** Instruções do exercício **
Continue, por favor, o texto sobre o poema «Prece», de Fernando Pessoa, a partir da última frase apresentada.

** Texto fornecido **
▬▬▬
Prece: Senhor, a noite veio e a alma é vil. (Mensagem, Fernando Pessoa)

Mensagem, Fernando Pessoa

Segunda Parte - Mar Português

 



 

XII

PRECE

 






5





10


Senhor, a noite veio e a alma é vil.
Tanta foi a tormenta e a vontade!
Restam-nos hoje, no silêncio hostil,
O mar universal e a saudade.

Mas a chama, que a vida em nós criou,
Se ainda há vida ainda não é finda.
O frio morto em cinzas a ocultou:
A mão do vento pode erguê-la ainda.

Dá o sopro, a aragem – ou desgraça ou ânsia –,
Com que a chama do esforço se remoça,
E outra vez conquistemos a Distância –
Do mar ou outra, mas que seja nossa!

 

Fernando Pessoa, Mensagem. Lisboa: Parceria António Maria Pereira, 1934 (Lisboa: Ática, 10ª ed. 1972).  - 73. Disponível em: http://arquivopessoa.net/textos/92

 

__________
Glossário:
remoça (verso 10) – rejuvenesce.
vil (verso 1) – desprezível, indigna.

  

Texto de apoio:

«Prece» é o título do poema com que a Segunda Parte da obra termina. O tom de súplica, que o atravessa, em consonância, aliás, com o próprio título, exprime a dor da incerteza em relação ao futuro de Portugal. Um Portugal caracterizado como «alma vil», «silêncio hostil», em suma, como o país decadente que o último poema da obra – «Nevoeiro» – há de pincelar com tintas ainda mais negras. Um Portugal indolente que contrasta com a «tormenta e a vontade» que foi o Portugal das Descobertas.

O empenhamento colectivo precisa do estímulo que a «desgraça» ou a «ânsia» da alma insatisfeita representam; precisa dessa perdida febre de navegar, dessa «busca de quem somos. Na distância / De nós», de que o poema «Noite» (Terceira Parte da Mensagem) faz a apologia.

Não resulta, por isso, indiferente que este poema de 12 versos seja o 12.° e último da Segunda Parte. Ao apelo à mobilização coletiva que o percorre não é alheio o ciclo completo (simbologia do número Doze) que se cumpriu com o mar, e que se apresenta como «a lição do ter sido». Falta-nos cumprir o poder vir a ser que essa lição do passado profeticamente anuncia, como fica explícito logo no primeiro dos poemas desta parte da obra: «Cumpriu-se o Mar, e o Império se desfez. / Senhor, falta cumprir-se Portugal!» (Mensagem, «O Infante»)

Os versos que terminam o poema «Prece», numa esotérica circularidade do tempo e do espaço, reenviam-nos precisamente para a necessidade de cumprir esse futuro adivinhado do passado, que foi a posse dos mares: «E outra vez conquistemos a Distância – / Do mar ou outra, mas que seja nossa!»

(Dicionário da Mensagem, Artur Veríssimo, Porto, Areal Ed., 2000, pp. 113-114)





I - Questionário sobre o poema “Prece”, de Fernando Pessoa:

1. Enquadre o poema na estrutura da obra a que pertence.

2. Apresente marcas discursivas e lexicais que justifiquem o título do poema.

3. A quem dirige o sujeito poético (indiferenciado num nós) a sua prece?
▬▬▬
** Conteúdo da listagem **
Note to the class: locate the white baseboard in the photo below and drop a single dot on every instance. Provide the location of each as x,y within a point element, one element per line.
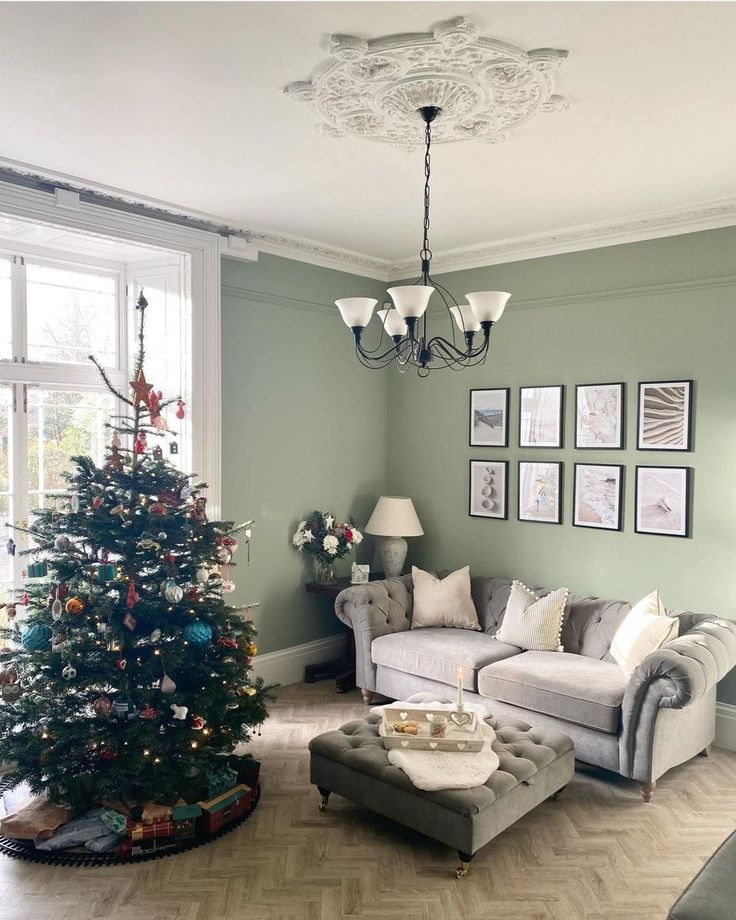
<point>726,726</point>
<point>287,665</point>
▬▬▬
** Resposta abaixo **
4. Esclareça o sentido e o objetivo da prece.

5. Tendo em conta a sua significação no universo deste poema e da Mensagem, classifique, como disfóricas ou eufóricas, as palavras relevadas no seguinte levantamento: «noite»; «vil»; «tormenta»; «silêncio»; «hostil»; «mar universal»; «saudade»; «chama»; «vida»; «frio morto»; «cinzas»; «a mão do vento»; «erguê-la»; «sopro»; «aragem»; «esforço»; «remoça»; «Distância»; «mar».

6. Interprete o simbolismo de cada uma das duas linhas de força que as palavras relevadas na questão anterior desenvolvem.

7. Destaque, no poema, três momentos:

- o momento em que a «Prece» é confissão;

- o momento em que a «Prece» é esperança;

- o momento em que a «Prece» é apelo.

8. Identifique a tonalidade dada ao sentido pelo aspeto verbal (observe o modo e a pessoa) de «conquistemos».

9. Localize no poema duas conexões adversativas e clarifique a mudança que elas introduzem no desenvolvimento do tema.

10. Releve do poema uma palavra que exprime uma atitude típica finissecular, cultivada como postura ideológica e sentimental tipicamente portuguesa.

11. Selecione momentos em que se exprime dúvida.

12. Comente as seguintes imagens:

a) «O frio morto em cinzas a ocultou» (v.7)

b) «A mão do vento pode erguê-la ainda»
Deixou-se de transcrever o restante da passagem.